**Excerpt to read**.
To prepare a reference log for a suite, run it with the
--reference-log
option, and manually verify the
correctness of the reference run.
To reference test a suite, just run it (in dummy mode for the most
comprehensive test without running real tasks) with the
--reference-test
option.
A battery of automated reference tests is used to test cylc before
posting a new release version. Reference tests can also be used to check that
a cylc upgrade will not break your own complex
suites - the triggering check will catch any bug that causes a task to
run when it shouldn’t, for instance; even in a dummy mode reference
test the full task job script (sans script
items) executes on the
proper task host by the proper batch system.
Reference tests can be configured with the following settings:
[cylc]
[[reference test]]
suite shutdown event handler = cylc check-triggering
required run mode = dummy
allow task failures = False
live mode suite timeout = PT5M
dummy mode suite timeout = PT2M
simulation mode suite timeout = PT2M
13.26.1. Roll-your-own Reference Tests¶
If the default reference test is not sufficient for your needs, firstly
note that you can override the default shutdown event handler, and
secondly that the --reference-test
option is merely a short
cut to the following suite.rc settings which can also be set manually if
you wish:
[cylc]
abort if any task fails = True
[[events]]
shutdown handler = cylc check-triggering
timeout = PT5M
abort if shutdown handler fails = True
abort on timeout = True
13.27. Triggering Off Of Tasks In Other Suites¶
Note
Please read External Triggers before using the older inter-suite triggering mechanism described in this section.
The cylc suite-state
command interrogates suite run databases. It
has a polling mode that waits for a given task in the target suite to achieve a
given state, or receive a given message. This can be used to make task
scripting wait for a remote task to succeed (for example).
Automatic suite-state polling tasks can be defined with in the graph. They get
automatically-generated task scripting that uses cylc suite-state
appropriately (it is an error to give your own script
item for these
tasks).
Here’s how to trigger a task bar
off a task foo
in
a remote suite called other.suite
:
[scheduling]
[[dependencies]]
[[[T00, T12]]]
graph = "my-foo<other.suite::foo> => bar"
Local task my-foo
will poll for the success of foo
in suite other.suite
, at the same cycle point, succeeding only when
or if it succeeds. Other task states can also be polled:
graph = "my-foo<other.suite::foo:fail> => bar"
The default polling parameters (e.g. maximum number of polls and the interval
between them) are printed by cylc suite-state --help
and can be
configured if necessary under the local polling task runtime section:
[scheduling]
[[ dependencies]]
[[[T00,T12]]]
graph = "my-foo<other.suite::foo> => bar"

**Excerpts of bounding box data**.
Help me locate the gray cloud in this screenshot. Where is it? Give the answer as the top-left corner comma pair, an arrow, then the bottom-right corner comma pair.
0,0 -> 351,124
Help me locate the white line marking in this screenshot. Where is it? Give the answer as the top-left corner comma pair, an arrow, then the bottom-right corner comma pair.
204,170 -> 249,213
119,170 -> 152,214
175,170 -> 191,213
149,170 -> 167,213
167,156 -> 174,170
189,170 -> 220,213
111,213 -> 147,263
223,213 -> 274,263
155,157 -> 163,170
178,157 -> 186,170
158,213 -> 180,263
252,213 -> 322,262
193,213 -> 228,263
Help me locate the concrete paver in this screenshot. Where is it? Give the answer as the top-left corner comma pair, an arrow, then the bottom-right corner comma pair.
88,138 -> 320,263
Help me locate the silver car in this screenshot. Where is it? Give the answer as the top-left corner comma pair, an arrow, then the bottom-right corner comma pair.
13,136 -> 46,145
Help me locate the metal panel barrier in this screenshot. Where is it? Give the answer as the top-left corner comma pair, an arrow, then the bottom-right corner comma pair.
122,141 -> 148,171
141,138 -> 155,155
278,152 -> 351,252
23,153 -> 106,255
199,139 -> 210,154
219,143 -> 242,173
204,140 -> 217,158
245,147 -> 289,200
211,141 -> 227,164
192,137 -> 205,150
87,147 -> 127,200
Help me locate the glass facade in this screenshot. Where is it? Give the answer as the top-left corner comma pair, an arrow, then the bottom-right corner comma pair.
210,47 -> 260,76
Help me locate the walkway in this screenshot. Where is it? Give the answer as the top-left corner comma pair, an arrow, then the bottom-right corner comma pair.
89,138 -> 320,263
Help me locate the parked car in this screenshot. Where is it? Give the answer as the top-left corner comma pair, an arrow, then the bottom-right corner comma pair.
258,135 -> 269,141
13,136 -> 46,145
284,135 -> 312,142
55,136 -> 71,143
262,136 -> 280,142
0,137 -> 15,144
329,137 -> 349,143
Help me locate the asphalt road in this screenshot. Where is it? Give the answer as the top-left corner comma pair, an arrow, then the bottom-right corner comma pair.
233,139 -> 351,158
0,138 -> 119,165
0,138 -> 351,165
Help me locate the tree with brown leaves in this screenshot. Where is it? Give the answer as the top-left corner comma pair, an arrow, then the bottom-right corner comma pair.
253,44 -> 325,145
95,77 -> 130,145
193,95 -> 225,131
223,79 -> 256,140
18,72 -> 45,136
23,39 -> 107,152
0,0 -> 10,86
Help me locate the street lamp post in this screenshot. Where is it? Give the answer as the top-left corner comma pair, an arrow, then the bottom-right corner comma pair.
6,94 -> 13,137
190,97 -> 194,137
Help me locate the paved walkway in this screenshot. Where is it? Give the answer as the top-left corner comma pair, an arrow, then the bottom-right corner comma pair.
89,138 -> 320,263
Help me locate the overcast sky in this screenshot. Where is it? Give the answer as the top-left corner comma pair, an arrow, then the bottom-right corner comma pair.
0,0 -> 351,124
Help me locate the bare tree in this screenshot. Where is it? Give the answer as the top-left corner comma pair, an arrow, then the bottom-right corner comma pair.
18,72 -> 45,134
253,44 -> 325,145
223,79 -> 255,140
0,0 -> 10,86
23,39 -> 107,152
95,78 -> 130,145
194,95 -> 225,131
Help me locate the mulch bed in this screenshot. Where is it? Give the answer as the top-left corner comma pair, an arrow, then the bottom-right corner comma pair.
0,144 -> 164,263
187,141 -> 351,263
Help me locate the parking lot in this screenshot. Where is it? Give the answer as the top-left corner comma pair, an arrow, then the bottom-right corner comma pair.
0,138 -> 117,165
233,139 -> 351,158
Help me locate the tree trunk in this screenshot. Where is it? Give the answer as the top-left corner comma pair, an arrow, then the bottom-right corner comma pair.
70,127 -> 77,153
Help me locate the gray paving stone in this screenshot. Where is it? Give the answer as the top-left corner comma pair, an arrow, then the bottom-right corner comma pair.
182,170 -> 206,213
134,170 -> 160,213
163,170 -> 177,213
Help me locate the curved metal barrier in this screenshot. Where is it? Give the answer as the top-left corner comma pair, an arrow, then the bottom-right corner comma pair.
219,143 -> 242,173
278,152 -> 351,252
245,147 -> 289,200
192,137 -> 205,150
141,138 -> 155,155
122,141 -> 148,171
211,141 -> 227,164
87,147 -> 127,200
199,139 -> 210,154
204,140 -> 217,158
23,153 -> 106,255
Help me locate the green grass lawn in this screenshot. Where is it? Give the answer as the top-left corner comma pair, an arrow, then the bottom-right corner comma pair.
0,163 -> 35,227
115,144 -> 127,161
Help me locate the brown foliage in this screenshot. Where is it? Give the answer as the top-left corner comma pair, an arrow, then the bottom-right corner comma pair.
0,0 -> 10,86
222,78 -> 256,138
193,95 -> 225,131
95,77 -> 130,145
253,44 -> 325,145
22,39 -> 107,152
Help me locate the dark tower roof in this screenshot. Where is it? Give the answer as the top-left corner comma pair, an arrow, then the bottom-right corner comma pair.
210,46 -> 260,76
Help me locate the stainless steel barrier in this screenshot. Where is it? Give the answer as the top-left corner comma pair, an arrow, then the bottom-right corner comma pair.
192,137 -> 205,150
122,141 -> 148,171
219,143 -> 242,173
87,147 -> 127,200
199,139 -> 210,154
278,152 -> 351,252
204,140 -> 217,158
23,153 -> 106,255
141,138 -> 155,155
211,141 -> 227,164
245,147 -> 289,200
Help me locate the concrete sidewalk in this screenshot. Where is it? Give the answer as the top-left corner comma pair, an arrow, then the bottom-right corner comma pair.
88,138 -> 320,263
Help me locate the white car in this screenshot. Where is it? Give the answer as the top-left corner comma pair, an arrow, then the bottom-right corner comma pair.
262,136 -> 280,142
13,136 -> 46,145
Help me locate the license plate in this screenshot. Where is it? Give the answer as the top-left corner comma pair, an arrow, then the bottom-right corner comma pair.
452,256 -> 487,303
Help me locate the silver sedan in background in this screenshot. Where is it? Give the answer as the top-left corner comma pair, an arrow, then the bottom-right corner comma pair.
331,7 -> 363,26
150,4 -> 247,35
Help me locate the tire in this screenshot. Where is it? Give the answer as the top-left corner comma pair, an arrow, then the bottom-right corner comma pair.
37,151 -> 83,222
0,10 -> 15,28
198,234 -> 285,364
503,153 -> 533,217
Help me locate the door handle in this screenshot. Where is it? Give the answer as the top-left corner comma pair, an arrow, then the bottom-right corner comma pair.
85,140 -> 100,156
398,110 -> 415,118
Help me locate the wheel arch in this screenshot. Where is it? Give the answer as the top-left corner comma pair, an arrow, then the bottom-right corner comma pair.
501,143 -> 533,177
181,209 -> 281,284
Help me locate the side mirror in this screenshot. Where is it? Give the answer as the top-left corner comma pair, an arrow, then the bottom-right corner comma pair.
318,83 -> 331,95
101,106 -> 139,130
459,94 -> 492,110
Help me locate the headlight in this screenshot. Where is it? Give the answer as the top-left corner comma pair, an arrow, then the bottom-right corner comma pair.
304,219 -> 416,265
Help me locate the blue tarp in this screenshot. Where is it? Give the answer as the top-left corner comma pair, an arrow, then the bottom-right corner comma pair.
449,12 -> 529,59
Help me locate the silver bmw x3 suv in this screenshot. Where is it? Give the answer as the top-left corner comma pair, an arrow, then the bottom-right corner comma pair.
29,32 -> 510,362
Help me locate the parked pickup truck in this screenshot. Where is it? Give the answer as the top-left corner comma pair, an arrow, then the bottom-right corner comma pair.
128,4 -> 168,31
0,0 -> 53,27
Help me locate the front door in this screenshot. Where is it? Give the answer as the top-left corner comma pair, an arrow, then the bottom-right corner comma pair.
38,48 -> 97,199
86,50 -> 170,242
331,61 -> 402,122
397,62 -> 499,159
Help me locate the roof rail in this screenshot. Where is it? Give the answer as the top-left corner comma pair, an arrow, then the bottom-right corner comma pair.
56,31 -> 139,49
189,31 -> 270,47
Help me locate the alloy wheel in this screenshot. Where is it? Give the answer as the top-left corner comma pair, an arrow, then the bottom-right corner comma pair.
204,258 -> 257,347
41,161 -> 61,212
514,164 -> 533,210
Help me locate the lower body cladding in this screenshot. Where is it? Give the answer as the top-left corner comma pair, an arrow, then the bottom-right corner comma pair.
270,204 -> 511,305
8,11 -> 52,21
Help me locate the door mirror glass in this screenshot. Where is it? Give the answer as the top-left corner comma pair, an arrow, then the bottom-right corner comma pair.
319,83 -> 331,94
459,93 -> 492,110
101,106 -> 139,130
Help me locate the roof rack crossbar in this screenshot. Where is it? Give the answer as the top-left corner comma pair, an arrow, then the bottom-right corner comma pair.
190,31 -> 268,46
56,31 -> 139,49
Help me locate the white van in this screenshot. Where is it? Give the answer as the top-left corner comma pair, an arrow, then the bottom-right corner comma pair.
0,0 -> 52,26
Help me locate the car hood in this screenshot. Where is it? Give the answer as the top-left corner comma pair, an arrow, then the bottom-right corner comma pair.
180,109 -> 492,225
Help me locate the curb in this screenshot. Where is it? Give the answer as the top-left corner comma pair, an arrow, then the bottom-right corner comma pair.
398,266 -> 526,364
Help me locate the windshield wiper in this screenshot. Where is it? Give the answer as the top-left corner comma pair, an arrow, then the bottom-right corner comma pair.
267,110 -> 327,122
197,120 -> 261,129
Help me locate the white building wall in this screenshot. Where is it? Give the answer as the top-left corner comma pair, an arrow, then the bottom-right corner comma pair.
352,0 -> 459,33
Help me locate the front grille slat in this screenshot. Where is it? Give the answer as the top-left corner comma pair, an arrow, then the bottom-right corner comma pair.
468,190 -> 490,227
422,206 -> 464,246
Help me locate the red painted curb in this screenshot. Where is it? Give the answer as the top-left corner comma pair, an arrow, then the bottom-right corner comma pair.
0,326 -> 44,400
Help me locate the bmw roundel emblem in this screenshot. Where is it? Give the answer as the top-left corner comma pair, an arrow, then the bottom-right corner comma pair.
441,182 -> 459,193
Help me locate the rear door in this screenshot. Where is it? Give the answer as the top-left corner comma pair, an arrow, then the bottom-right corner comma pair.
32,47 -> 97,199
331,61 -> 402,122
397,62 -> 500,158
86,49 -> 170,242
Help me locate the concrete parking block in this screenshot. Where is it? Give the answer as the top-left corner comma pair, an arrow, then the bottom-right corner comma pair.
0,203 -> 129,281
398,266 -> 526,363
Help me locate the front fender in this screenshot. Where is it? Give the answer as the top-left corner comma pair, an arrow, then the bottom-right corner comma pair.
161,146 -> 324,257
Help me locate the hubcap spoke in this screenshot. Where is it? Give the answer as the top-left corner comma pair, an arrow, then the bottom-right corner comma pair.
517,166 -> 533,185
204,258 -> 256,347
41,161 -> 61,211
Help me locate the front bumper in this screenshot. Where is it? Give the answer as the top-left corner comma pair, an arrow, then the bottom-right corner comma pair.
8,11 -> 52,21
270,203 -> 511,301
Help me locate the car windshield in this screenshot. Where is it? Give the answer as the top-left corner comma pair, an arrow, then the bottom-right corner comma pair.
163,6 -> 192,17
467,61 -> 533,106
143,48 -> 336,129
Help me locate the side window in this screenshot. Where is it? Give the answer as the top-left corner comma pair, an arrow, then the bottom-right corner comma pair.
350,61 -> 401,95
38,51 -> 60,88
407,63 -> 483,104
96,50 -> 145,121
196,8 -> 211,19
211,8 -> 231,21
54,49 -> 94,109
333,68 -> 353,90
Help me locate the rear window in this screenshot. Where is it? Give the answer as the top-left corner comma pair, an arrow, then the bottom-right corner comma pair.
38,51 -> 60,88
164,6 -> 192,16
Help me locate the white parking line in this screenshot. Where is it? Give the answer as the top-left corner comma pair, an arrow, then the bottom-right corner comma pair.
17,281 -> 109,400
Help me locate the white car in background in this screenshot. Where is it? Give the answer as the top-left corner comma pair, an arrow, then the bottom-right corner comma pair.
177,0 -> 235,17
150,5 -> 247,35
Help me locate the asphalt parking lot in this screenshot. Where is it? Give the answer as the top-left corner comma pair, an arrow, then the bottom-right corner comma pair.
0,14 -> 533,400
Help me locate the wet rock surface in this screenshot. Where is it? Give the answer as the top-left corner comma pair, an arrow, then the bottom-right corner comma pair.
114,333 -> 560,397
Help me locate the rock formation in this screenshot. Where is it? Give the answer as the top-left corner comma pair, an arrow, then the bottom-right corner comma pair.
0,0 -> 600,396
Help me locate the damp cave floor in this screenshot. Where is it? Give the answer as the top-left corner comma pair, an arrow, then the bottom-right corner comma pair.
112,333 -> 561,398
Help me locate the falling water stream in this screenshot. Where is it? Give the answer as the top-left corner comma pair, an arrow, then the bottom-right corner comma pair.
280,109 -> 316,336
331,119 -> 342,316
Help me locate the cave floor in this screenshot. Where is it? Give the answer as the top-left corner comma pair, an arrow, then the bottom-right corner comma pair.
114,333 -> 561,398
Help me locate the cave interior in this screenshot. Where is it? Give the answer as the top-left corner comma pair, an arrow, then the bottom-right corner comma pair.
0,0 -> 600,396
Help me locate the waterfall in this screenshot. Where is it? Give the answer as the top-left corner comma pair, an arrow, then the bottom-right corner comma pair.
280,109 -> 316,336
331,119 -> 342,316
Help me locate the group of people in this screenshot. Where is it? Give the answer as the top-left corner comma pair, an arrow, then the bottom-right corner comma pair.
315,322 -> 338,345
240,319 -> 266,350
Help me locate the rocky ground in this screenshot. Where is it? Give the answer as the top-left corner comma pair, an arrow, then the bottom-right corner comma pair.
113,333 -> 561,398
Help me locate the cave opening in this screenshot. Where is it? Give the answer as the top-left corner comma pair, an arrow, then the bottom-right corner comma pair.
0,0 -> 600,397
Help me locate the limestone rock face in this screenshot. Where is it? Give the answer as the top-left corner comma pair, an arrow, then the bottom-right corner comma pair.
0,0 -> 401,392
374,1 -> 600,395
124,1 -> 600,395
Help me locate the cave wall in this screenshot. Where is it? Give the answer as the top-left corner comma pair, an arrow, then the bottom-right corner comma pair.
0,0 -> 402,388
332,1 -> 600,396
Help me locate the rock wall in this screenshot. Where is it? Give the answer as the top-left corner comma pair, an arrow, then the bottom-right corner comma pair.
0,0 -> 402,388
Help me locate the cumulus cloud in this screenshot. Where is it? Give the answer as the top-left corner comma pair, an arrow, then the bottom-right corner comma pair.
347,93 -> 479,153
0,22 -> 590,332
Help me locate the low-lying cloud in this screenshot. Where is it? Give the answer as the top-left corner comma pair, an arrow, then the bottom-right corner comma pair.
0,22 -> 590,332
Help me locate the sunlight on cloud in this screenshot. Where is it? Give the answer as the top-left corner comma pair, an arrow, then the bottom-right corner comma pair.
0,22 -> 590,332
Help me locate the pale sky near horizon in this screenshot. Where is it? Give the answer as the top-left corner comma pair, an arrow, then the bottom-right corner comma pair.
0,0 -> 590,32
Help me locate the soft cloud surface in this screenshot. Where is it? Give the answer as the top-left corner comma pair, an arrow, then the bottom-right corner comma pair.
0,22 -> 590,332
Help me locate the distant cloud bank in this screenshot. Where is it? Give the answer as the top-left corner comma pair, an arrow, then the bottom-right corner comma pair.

**Requests**.
#1 In the cylc excerpt, which command interrogates suite run databases?
#2 Return the passage of the cylc excerpt from "To reference test" to "proper batch system.", copied word for word.

**The solutions**.
#1 The cylc suite-state command.

#2
To reference test a suite, just run it (in dummy mode for the most
comprehensive test without running real tasks) with the
--reference-test
option.
A battery of automated reference tests is used to test cylc before
posting a new release version. Reference tests can also be used to check that
a cylc upgrade will not break your own complex
suites - the triggering check will catch any bug that causes a task to
run when it shouldn’t, for instance; even in a dummy mode reference
test the full task job script (sans script
items) executes on the
proper task host by the proper batch system.